***** Document passage *****
As Australia braces for another hot summer, a unique program is helping culturally, and linguistically diverse (CALD) communities build life-saving swimming skills – while also breaking down barriers for carers of people with disability.
Since its inception in 2003, the Aqua English Project Ltd in partnership with the Metro South Health, Health Equity and Access Team has provided swimming and water safety lessons tailored to migrants, refugees and carers, with more than 246 newly arrived participants from across the globe – including Syria, Sudan, Afghanistan, Burundi, Cambodia, Iran, Ukraine and beyond.
The program was developed to address major discrepancies in health statistics that the CALD communities face:
- CALD individuals are over 2.5 times more likely to drownthan Australian-born individuals (Royal Life Saving Australia, 2023), with those with a disability within this group at higher risk.
- Only 24 per cent of adults with a disability experience very good or excellent health, compared with 65 per cent of people without a disability.
- Most drowning deaths happen within 5 years of a migrant’s arrival in Australia (Pidgeon, 2024).
The program combines English language learning with aquatic skills, ensuring participants not only learn to swim but also gain the confidence to access pools, beaches and aquatic centres safely as well as increase their capacity as disability support workers.
For many, the experience is life changing.
For Benjamin, water was always a source of fascination – but never a place he felt safe. Growing up in the Democratic Republic of Congo, swimming lessons weren’t part of everyday life.
“I always loved the water,” he said. “But I never had the chance to learn. I would stand on the edge and watch, but I could never join in.”
Now, the pool is part of his everyday routine – not just for fitness, but for healing.
“When I get into the water, I feel my stress wash away. It lowers my blood pressure, calms me before work, and clears my mind. It is the best medicine I’ve ever had,” Benjamin said.
A former French teacher, Benjamin says swimming has also deepened his relationship with his children.
*****
Problem set:
- A) Answer these questions about the article on the Aqua English swimming program:
(i) Since what year has the Aqua English Project provided swimming and water safety lessons?
(ii) What percentage of adults with a disability experience very good or excellent health?
(iii) In what country did Benjamin grow up?
- B) Pick up the article on the Aqua English swimming program right after its last sentence and keep writing it.
The lines that come after this article aren't needed for anything here.
***** Entries supplied *****
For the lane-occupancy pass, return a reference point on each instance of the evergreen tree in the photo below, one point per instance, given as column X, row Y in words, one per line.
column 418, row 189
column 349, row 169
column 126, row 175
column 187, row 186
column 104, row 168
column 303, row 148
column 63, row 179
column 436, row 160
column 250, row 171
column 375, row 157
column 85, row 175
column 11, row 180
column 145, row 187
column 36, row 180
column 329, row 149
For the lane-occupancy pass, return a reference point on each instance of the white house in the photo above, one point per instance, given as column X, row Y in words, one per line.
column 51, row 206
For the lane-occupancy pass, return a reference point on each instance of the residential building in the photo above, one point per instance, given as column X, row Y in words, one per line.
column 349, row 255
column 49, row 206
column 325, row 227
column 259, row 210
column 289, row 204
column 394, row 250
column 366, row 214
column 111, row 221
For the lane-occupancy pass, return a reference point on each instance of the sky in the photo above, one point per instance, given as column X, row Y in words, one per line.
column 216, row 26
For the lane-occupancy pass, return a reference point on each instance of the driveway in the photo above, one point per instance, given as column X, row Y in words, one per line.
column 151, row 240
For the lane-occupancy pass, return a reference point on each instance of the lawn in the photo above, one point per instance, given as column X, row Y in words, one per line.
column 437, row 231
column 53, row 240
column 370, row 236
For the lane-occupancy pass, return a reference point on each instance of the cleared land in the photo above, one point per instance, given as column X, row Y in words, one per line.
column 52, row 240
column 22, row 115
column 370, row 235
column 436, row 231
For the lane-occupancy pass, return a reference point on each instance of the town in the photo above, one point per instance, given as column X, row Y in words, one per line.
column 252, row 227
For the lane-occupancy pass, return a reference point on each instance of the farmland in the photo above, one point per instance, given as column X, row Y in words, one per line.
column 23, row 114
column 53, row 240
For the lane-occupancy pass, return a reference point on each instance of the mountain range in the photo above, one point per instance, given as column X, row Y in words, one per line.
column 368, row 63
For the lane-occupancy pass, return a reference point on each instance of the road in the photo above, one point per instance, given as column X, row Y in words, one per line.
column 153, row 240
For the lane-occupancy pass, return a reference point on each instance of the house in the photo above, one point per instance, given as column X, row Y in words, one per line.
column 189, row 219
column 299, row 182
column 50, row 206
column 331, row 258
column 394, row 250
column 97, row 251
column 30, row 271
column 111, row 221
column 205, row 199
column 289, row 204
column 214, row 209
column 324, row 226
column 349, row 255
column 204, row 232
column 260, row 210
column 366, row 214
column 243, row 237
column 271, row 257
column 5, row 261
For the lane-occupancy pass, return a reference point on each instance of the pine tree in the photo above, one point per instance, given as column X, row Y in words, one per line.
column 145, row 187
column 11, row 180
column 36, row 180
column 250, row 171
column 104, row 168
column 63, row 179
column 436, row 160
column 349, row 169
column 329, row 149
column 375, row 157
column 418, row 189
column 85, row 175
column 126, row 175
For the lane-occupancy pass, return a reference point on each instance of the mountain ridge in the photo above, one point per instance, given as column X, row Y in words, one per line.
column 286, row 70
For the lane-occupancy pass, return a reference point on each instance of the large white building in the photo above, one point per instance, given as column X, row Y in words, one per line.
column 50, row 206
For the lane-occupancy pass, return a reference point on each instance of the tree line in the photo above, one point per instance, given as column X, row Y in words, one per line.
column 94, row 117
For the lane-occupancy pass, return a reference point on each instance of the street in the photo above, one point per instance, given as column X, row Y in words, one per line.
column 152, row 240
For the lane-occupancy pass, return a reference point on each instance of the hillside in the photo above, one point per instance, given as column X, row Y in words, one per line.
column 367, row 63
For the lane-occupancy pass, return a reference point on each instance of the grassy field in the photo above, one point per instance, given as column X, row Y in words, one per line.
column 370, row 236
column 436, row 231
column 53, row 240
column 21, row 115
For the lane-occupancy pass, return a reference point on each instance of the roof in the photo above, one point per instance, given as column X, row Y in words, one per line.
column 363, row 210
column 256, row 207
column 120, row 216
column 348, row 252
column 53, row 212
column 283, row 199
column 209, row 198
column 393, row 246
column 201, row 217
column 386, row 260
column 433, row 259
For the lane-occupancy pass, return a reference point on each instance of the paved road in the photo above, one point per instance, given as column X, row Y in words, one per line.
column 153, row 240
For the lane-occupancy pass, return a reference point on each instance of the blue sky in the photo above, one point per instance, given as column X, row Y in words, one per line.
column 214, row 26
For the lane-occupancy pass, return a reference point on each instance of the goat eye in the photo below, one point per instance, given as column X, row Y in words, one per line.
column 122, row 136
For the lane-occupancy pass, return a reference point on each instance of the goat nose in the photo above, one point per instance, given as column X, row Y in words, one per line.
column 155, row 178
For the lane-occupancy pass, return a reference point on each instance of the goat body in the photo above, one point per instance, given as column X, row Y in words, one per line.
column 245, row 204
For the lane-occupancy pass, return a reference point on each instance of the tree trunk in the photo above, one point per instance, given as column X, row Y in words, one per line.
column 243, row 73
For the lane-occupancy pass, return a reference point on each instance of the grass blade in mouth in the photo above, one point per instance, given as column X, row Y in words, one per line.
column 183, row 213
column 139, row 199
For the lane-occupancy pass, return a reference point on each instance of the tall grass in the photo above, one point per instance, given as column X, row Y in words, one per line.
*****
Results in order:
- A)
(i) 2003
(ii) 24 per cent
(iii) The Democratic Republic of Congo

- B)
“Before, I didn’t know how to help them in the water. Now, I can show them, guide them, and keep them safe. We swim together, and it connects us as a family. It gives me joy as a father to share that with them.”
For Benjamin, the benefits go far beyond exercise. The water has become a safe place to manage stress, maintain his health, and strengthen his family’s wellbeing.
Sarah Scarce, Executive Director of Aqua English Project Ltd said the impact goes beyond swimming.
“This program is about empowerment. For many participants, it’s the first time they’ve felt safe and confident in the water. For carers, these skills mean they can take the people they support to pools or even the beach during summer, offering recreation, therapy, and inclusion that might otherwise be impossible,” she said.
“You can’t be what you can’t see,” Sarah said.
“When adults and children walk into the pool and see someone who looks like them, speaks their language, and teaches them to swim – that’s powerful. It’s why our retention rates are so high. Its why families keep coming back.”
Over the past two decades (2003–2025), the program has delivered:
- 42 targeted adult beginner swim programs, including aqua aerobics for people living with chronic pain.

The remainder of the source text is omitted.